Prosegui il brano sulle graduatorie d’istituto per le supplenze, ripartendo subito dopo la sua ultima frase.

BRANO ESTRATTO
========================================================================
Per quanto riguarda le supplenze il ministero si affida alle cosiddette graduatorie d’istituto, che sono su base provinciale.
TRE SOTTOINSIEMI. Per rendere le cose più semplici, si compongono di tre sottoinsiemi.
In estrema sintesi, nella prima fascia sono stati inseriti i membri del Gae, nella seconda gli abilitati dallo Stato, nella terza i laureati in materie che permettono l’insegnamento.
Proprio le ultime due sezioni dimostrano che il ministero è a dir poco cauto nel calcolare i precari: in seconda fascia ci sono almeno 10 mila abilitati con il Tfa (tirocinio abilitante formativo) e 70 mila con titoli di servizio e abilitandi il Pas (Percorsi abilitanti speciali); nella terza 55 mila diplomati magistrali.
========================================================================
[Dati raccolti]
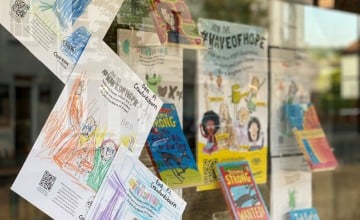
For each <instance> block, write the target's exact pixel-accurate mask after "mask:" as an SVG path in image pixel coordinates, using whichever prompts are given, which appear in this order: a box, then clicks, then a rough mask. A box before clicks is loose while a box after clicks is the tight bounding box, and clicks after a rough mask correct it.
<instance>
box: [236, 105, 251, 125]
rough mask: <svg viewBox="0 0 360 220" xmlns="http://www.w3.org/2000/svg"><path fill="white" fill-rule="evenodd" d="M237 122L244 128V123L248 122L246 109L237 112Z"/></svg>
mask: <svg viewBox="0 0 360 220" xmlns="http://www.w3.org/2000/svg"><path fill="white" fill-rule="evenodd" d="M238 120H239V124H240V126H244V125H245V124H246V122H247V121H248V120H249V111H248V110H247V109H246V108H244V107H242V108H241V109H240V110H239V111H238Z"/></svg>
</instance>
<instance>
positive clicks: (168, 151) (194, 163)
mask: <svg viewBox="0 0 360 220" xmlns="http://www.w3.org/2000/svg"><path fill="white" fill-rule="evenodd" d="M146 148H147V149H148V151H149V153H150V156H151V158H152V161H153V164H154V167H155V169H156V171H157V173H158V176H159V177H160V178H161V180H162V181H163V182H164V183H166V184H167V185H168V186H170V187H171V188H185V187H190V186H196V185H200V184H202V177H201V175H200V173H199V170H198V168H197V165H196V161H195V159H194V156H193V154H192V152H191V149H190V146H189V144H188V142H187V140H186V137H185V135H184V132H183V131H182V129H181V126H180V121H179V117H178V115H177V112H176V108H175V105H174V104H171V103H164V104H163V106H162V107H161V109H160V111H159V113H158V115H157V117H156V119H155V122H154V124H153V127H152V129H151V132H150V134H149V136H148V138H147V141H146Z"/></svg>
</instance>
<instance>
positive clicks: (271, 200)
mask: <svg viewBox="0 0 360 220" xmlns="http://www.w3.org/2000/svg"><path fill="white" fill-rule="evenodd" d="M270 177H271V182H270V183H271V188H270V214H271V219H279V220H284V219H286V213H288V212H289V211H291V210H296V209H305V208H310V207H312V172H311V170H310V169H309V166H308V164H307V162H306V161H305V158H304V156H303V155H298V156H287V157H273V158H271V175H270Z"/></svg>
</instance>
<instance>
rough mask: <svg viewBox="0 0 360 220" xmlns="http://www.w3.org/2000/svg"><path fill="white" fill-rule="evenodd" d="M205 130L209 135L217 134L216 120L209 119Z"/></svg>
mask: <svg viewBox="0 0 360 220" xmlns="http://www.w3.org/2000/svg"><path fill="white" fill-rule="evenodd" d="M205 130H206V133H207V134H209V135H212V134H215V122H214V121H213V120H208V121H207V122H206V123H205Z"/></svg>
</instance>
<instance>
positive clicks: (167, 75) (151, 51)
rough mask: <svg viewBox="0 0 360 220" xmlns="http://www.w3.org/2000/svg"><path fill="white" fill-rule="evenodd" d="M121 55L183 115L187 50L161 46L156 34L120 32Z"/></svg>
mask: <svg viewBox="0 0 360 220" xmlns="http://www.w3.org/2000/svg"><path fill="white" fill-rule="evenodd" d="M117 34H118V54H119V56H120V57H121V58H122V59H123V60H124V61H125V62H126V63H127V64H128V65H129V66H130V68H132V69H133V70H134V72H135V73H136V74H138V76H139V77H140V78H141V79H142V80H144V82H146V85H147V86H148V87H149V88H150V89H151V90H152V91H153V92H154V93H156V94H157V95H158V96H159V97H160V98H161V100H163V101H164V102H166V103H173V104H175V106H176V110H177V112H178V115H179V118H180V123H181V122H182V115H183V114H182V113H183V49H182V48H178V47H165V46H161V44H160V42H159V39H158V38H157V35H156V33H151V32H145V31H135V30H127V29H118V31H117Z"/></svg>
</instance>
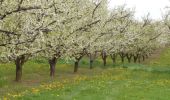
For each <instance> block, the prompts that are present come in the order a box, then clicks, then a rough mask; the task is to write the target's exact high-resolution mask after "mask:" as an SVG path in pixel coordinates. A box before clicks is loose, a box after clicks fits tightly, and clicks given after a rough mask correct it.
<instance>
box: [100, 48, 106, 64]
mask: <svg viewBox="0 0 170 100" xmlns="http://www.w3.org/2000/svg"><path fill="white" fill-rule="evenodd" d="M101 55H102V60H103V65H104V66H106V63H107V55H106V52H105V51H102V54H101Z"/></svg>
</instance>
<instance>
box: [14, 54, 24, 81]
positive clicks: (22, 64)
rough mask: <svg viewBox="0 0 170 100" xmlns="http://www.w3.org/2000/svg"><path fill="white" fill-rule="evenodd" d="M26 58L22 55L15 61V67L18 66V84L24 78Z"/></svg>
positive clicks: (17, 69)
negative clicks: (21, 55) (23, 69)
mask: <svg viewBox="0 0 170 100" xmlns="http://www.w3.org/2000/svg"><path fill="white" fill-rule="evenodd" d="M25 60H26V59H25V56H24V55H22V56H20V57H17V59H16V60H15V66H16V78H15V81H16V82H20V81H21V78H22V66H23V64H24V63H25Z"/></svg>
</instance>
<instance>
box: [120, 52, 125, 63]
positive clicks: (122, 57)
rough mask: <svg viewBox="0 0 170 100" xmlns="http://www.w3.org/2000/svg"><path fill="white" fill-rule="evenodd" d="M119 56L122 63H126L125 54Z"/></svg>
mask: <svg viewBox="0 0 170 100" xmlns="http://www.w3.org/2000/svg"><path fill="white" fill-rule="evenodd" d="M119 55H120V58H121V61H122V63H124V62H125V57H126V55H125V54H124V53H123V52H121V53H120V54H119Z"/></svg>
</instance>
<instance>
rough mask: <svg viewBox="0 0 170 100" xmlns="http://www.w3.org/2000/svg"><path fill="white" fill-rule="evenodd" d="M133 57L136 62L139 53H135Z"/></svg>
mask: <svg viewBox="0 0 170 100" xmlns="http://www.w3.org/2000/svg"><path fill="white" fill-rule="evenodd" d="M133 59H134V63H136V62H137V60H138V54H137V55H134V56H133Z"/></svg>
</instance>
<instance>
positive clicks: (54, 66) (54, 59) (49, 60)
mask: <svg viewBox="0 0 170 100" xmlns="http://www.w3.org/2000/svg"><path fill="white" fill-rule="evenodd" d="M48 62H49V65H50V76H51V77H52V78H53V77H54V76H55V66H56V63H57V58H56V57H53V58H52V59H49V61H48Z"/></svg>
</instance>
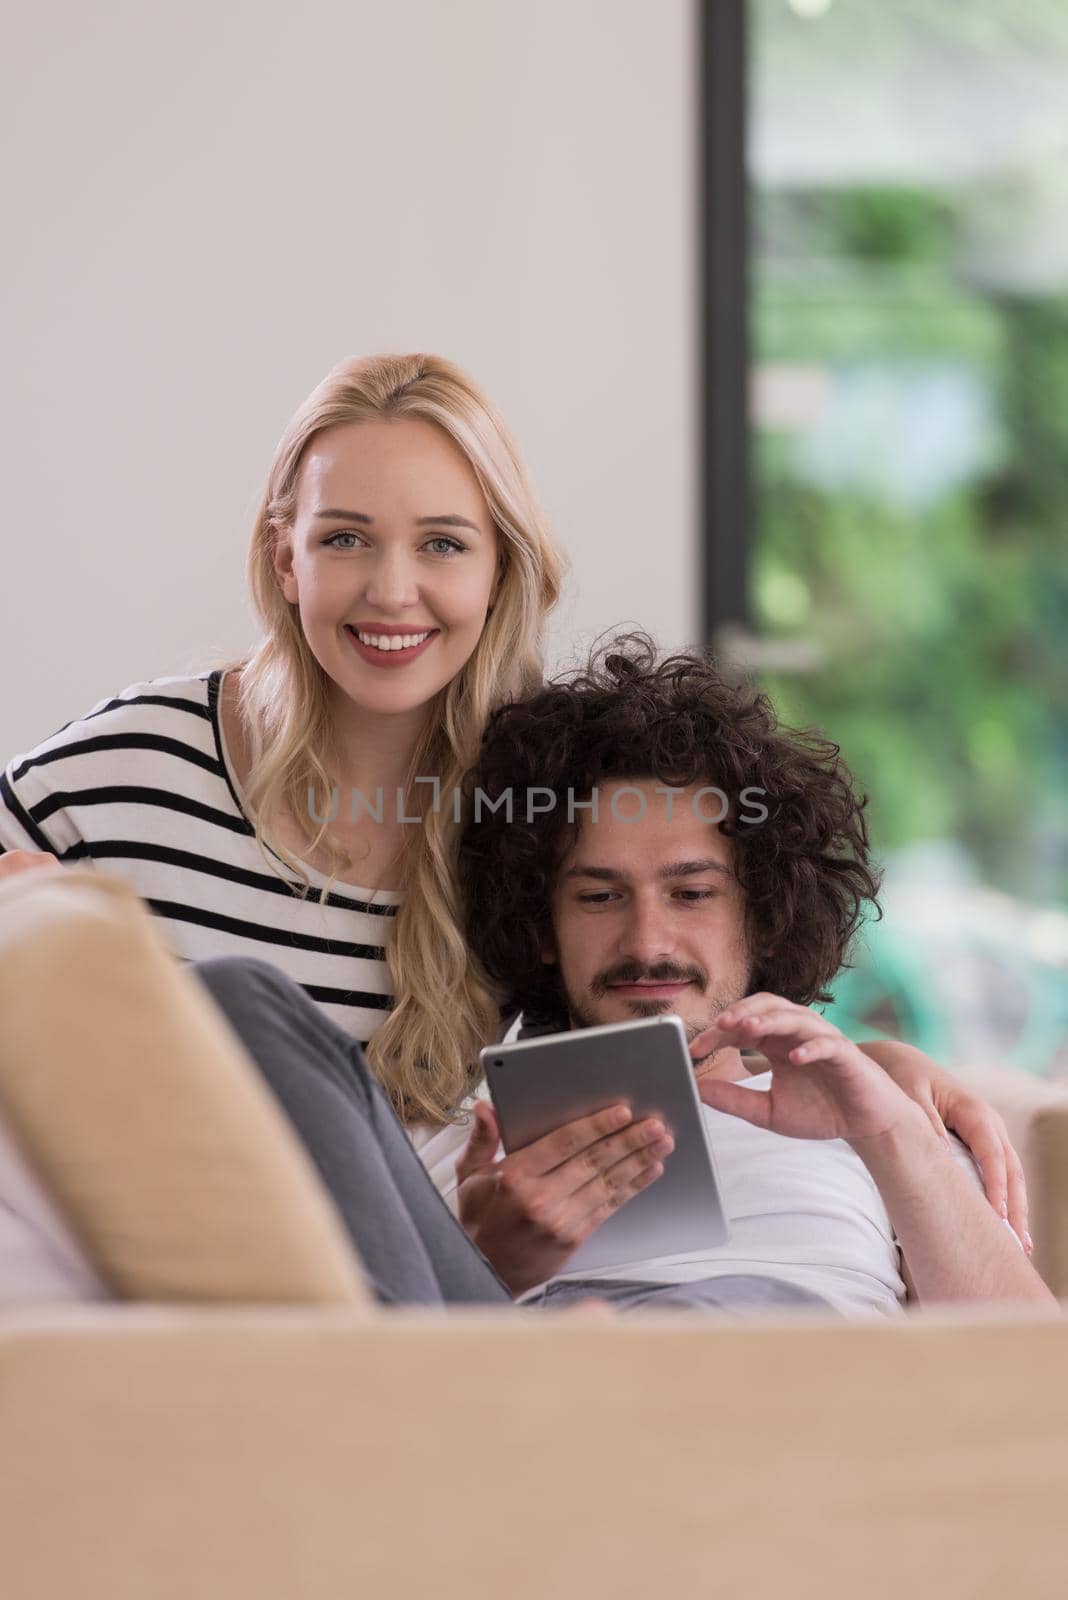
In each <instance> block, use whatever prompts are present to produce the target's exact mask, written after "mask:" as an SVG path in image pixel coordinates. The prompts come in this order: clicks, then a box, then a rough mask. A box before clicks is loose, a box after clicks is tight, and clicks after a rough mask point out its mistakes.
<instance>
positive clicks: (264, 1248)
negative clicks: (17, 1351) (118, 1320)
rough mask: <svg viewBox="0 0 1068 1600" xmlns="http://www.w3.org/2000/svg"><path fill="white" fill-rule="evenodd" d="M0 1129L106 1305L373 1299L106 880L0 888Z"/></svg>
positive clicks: (271, 1117) (135, 899) (302, 1184)
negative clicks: (164, 1301) (42, 1190)
mask: <svg viewBox="0 0 1068 1600" xmlns="http://www.w3.org/2000/svg"><path fill="white" fill-rule="evenodd" d="M0 1118H2V1120H3V1123H5V1126H6V1128H8V1131H10V1134H11V1136H13V1138H14V1141H16V1142H18V1146H19V1149H21V1152H22V1155H24V1157H26V1160H27V1162H29V1165H30V1166H32V1170H34V1171H35V1173H37V1174H38V1178H40V1179H42V1182H43V1184H45V1187H46V1190H48V1192H50V1195H51V1197H53V1198H54V1202H56V1203H58V1206H59V1210H61V1211H62V1214H64V1216H66V1219H67V1222H69V1224H70V1227H72V1230H74V1234H75V1237H77V1238H78V1240H80V1242H82V1245H83V1246H85V1251H86V1254H88V1258H90V1261H91V1262H93V1266H94V1267H96V1270H98V1272H99V1275H101V1278H102V1280H104V1283H106V1285H107V1286H109V1288H110V1290H112V1291H114V1293H115V1296H117V1298H120V1299H137V1301H235V1302H253V1301H272V1302H320V1304H369V1302H371V1296H369V1291H368V1288H366V1283H365V1278H363V1272H361V1269H360V1264H358V1261H357V1256H355V1251H353V1248H352V1243H350V1240H349V1235H347V1232H345V1230H344V1224H342V1222H341V1218H339V1216H337V1213H336V1210H334V1205H333V1200H331V1198H329V1195H328V1194H326V1190H325V1187H323V1186H321V1182H320V1179H318V1174H317V1173H315V1170H313V1166H312V1162H310V1158H309V1157H307V1154H305V1152H304V1147H302V1146H301V1142H299V1139H297V1136H296V1133H294V1131H293V1130H291V1126H289V1123H288V1120H286V1118H285V1114H283V1112H281V1109H280V1107H278V1104H277V1102H275V1099H273V1096H272V1093H270V1090H269V1088H267V1085H265V1083H264V1082H262V1080H261V1077H259V1074H257V1070H256V1066H254V1064H253V1062H251V1061H249V1058H248V1053H246V1051H245V1048H243V1045H241V1043H240V1040H238V1038H237V1035H235V1034H233V1030H232V1029H230V1026H229V1022H227V1021H225V1018H224V1016H222V1013H221V1011H219V1010H217V1008H216V1006H214V1003H213V1002H211V998H209V995H208V994H206V990H203V989H201V987H200V986H198V984H197V981H195V978H193V976H192V973H187V971H184V968H182V966H181V965H179V962H177V960H176V957H174V955H173V954H171V952H169V949H168V947H166V944H165V941H163V938H161V933H160V930H158V928H157V923H155V920H153V918H152V915H150V912H149V910H147V909H145V907H144V904H142V902H141V899H139V898H137V896H136V894H134V891H133V890H131V888H130V886H128V885H126V883H123V882H120V880H118V878H110V877H107V875H102V874H96V872H91V870H86V869H69V867H40V869H35V870H32V872H21V874H16V875H13V877H11V878H6V880H2V882H0Z"/></svg>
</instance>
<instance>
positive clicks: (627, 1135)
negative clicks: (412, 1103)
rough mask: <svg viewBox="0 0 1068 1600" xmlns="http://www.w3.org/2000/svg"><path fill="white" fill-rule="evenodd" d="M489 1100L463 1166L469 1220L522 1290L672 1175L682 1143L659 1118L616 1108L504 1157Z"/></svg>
mask: <svg viewBox="0 0 1068 1600" xmlns="http://www.w3.org/2000/svg"><path fill="white" fill-rule="evenodd" d="M499 1142H500V1130H499V1126H497V1118H496V1115H494V1112H492V1109H491V1107H489V1106H486V1102H484V1101H476V1102H475V1126H473V1130H472V1134H470V1139H468V1141H467V1147H465V1149H464V1154H462V1155H460V1158H459V1162H457V1163H456V1176H457V1178H459V1189H457V1200H459V1214H460V1222H462V1224H464V1227H465V1230H467V1232H468V1234H470V1237H472V1238H473V1242H475V1243H476V1245H478V1248H480V1250H481V1253H483V1254H484V1256H486V1258H488V1259H489V1261H491V1262H492V1266H494V1267H496V1269H497V1272H499V1274H500V1277H502V1278H504V1282H505V1283H507V1285H508V1288H510V1290H512V1293H513V1294H523V1291H524V1290H529V1288H534V1285H536V1283H544V1282H545V1280H547V1278H552V1277H553V1274H556V1272H560V1270H561V1269H563V1266H564V1262H566V1261H568V1259H569V1258H571V1256H572V1254H574V1253H576V1250H577V1248H579V1245H580V1243H582V1242H584V1240H585V1238H588V1237H590V1234H592V1232H593V1229H596V1227H600V1226H601V1222H604V1221H608V1218H609V1216H612V1213H614V1211H617V1210H619V1206H620V1205H625V1202H627V1200H630V1198H632V1197H633V1195H636V1194H638V1192H640V1190H641V1189H646V1187H648V1186H649V1184H652V1182H656V1179H657V1178H659V1176H660V1173H662V1171H664V1158H665V1157H667V1155H670V1152H671V1150H673V1149H675V1139H673V1138H671V1134H670V1133H668V1131H667V1128H665V1125H664V1123H662V1122H659V1120H657V1118H656V1117H648V1118H644V1120H643V1122H635V1120H633V1117H632V1112H630V1107H628V1106H622V1104H620V1106H609V1107H608V1109H606V1110H600V1112H595V1114H593V1115H592V1117H579V1118H577V1120H576V1122H568V1123H564V1125H563V1128H556V1130H553V1133H547V1134H545V1138H542V1139H536V1141H534V1142H532V1144H528V1146H526V1147H524V1149H523V1150H515V1152H513V1154H512V1155H505V1157H504V1158H502V1160H497V1155H496V1152H497V1144H499Z"/></svg>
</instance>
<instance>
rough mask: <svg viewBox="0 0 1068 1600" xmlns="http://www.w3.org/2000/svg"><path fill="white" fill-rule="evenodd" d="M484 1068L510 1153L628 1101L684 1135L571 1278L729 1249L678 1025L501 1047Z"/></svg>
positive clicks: (593, 1029)
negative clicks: (667, 1257)
mask: <svg viewBox="0 0 1068 1600" xmlns="http://www.w3.org/2000/svg"><path fill="white" fill-rule="evenodd" d="M481 1066H483V1072H484V1075H486V1085H488V1088H489V1094H491V1098H492V1104H494V1110H496V1112H497V1122H499V1123H500V1138H502V1141H504V1147H505V1150H507V1152H508V1154H512V1152H513V1150H521V1149H523V1147H524V1146H526V1144H532V1142H534V1141H536V1139H540V1138H542V1136H544V1134H547V1133H553V1130H555V1128H560V1126H561V1125H563V1123H566V1122H574V1120H576V1118H577V1117H587V1115H590V1114H592V1112H595V1110H603V1109H604V1107H608V1106H614V1104H617V1102H620V1101H625V1102H627V1104H628V1106H630V1107H632V1110H633V1114H635V1118H636V1120H641V1118H643V1117H660V1118H662V1120H664V1123H665V1125H667V1126H668V1128H670V1131H671V1134H673V1136H675V1149H673V1150H671V1154H670V1155H667V1157H665V1158H664V1171H662V1173H660V1176H659V1178H657V1179H656V1182H652V1184H649V1187H648V1189H643V1190H641V1192H640V1194H636V1195H633V1197H632V1198H630V1200H627V1202H625V1203H624V1205H622V1206H620V1208H619V1211H614V1213H612V1216H609V1218H608V1221H606V1222H601V1226H600V1227H598V1229H596V1230H595V1232H593V1234H590V1237H588V1238H587V1240H585V1242H584V1243H582V1245H579V1248H577V1250H576V1253H574V1256H571V1258H569V1261H568V1264H566V1267H564V1270H566V1272H576V1270H579V1272H580V1270H585V1269H588V1267H614V1266H620V1264H624V1262H627V1261H643V1259H646V1258H649V1256H678V1254H686V1253H687V1251H699V1250H708V1248H710V1246H716V1245H723V1243H726V1238H727V1219H726V1214H724V1210H723V1200H721V1190H719V1179H718V1176H716V1165H715V1158H713V1154H711V1146H710V1142H708V1131H707V1128H705V1118H703V1114H702V1102H700V1099H699V1096H697V1082H695V1078H694V1064H692V1061H691V1054H689V1050H687V1045H686V1032H684V1029H683V1024H681V1021H679V1018H676V1016H656V1018H648V1019H643V1021H640V1022H612V1024H611V1026H608V1027H582V1029H576V1030H574V1032H571V1034H545V1035H542V1037H540V1038H524V1040H516V1042H515V1043H510V1045H492V1046H491V1048H486V1050H483V1051H481Z"/></svg>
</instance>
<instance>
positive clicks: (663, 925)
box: [619, 899, 675, 966]
mask: <svg viewBox="0 0 1068 1600" xmlns="http://www.w3.org/2000/svg"><path fill="white" fill-rule="evenodd" d="M673 949H675V939H673V938H671V930H670V920H668V918H667V917H664V914H662V912H660V909H659V906H656V904H646V902H643V901H640V899H635V901H632V904H630V907H628V910H627V917H625V920H624V928H622V933H620V941H619V950H620V955H624V957H627V960H632V962H644V963H646V965H648V966H652V963H654V962H662V960H667V958H668V957H670V955H671V952H673Z"/></svg>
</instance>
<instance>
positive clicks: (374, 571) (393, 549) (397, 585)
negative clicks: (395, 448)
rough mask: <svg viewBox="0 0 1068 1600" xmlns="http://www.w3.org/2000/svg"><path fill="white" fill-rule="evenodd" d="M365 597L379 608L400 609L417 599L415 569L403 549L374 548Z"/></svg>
mask: <svg viewBox="0 0 1068 1600" xmlns="http://www.w3.org/2000/svg"><path fill="white" fill-rule="evenodd" d="M366 600H368V605H373V606H376V608H377V610H379V611H401V610H403V608H404V606H409V605H414V603H416V602H417V600H419V584H417V579H416V570H414V565H412V560H411V557H409V555H408V552H406V550H398V549H392V550H390V549H385V550H379V552H377V555H376V558H374V562H373V563H371V576H369V579H368V587H366Z"/></svg>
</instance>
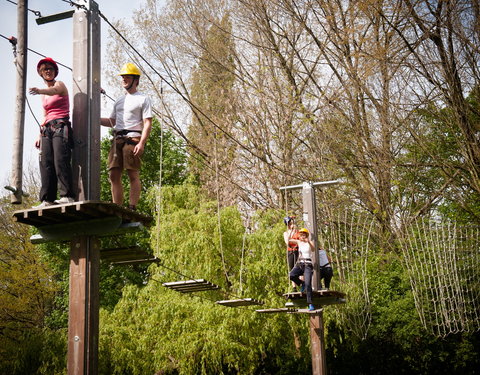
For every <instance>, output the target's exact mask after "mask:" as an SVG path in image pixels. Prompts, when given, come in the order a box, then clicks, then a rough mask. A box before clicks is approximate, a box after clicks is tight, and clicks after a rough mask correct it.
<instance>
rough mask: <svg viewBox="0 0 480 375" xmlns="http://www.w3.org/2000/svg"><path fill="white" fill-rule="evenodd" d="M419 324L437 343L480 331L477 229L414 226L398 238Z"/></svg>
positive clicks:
========================================================================
RISULTATO
E fortuna che il dicastero si mostra virtuoso nell’aggiornare questa lista: fino a qualche anno fa i laureati che si erano detti disponibili a insegnare e fare supplenze erano oltre mezzo milione...

4. La sentenza Ue: assumete i docenti dopo tre supplenze annuali

Il sistema scolastico italiano ha rischiato l’implosione il 26 novembre 2014.
Quel giorno la Corte europea ha sancito che dopo tre supplenze annuali un docente o un ausiliare tecnico amministrativo deve essere assunto a tempo indeterminato.
MINISTERO SANZIONATO. I giudici europei, da un lato, hanno chiesto all’Italia l’applicazione della direttiva europea numero 70 del 1999, che impone la stabilizzazione dei precari dopo 36 mesi; dall’altro hanno sanzionato i tentativi del ministero dell’Istruzione (è stata fatta anche una legge ad hoc) per non applicare la disposizione comunitaria.
250 MILA DA SISTEMARE. L’Anief, il sindacato che ha dato il là al contenzioso, ha parlato di 250 mila persone da sistemare e che possono chiedere un risarcimento.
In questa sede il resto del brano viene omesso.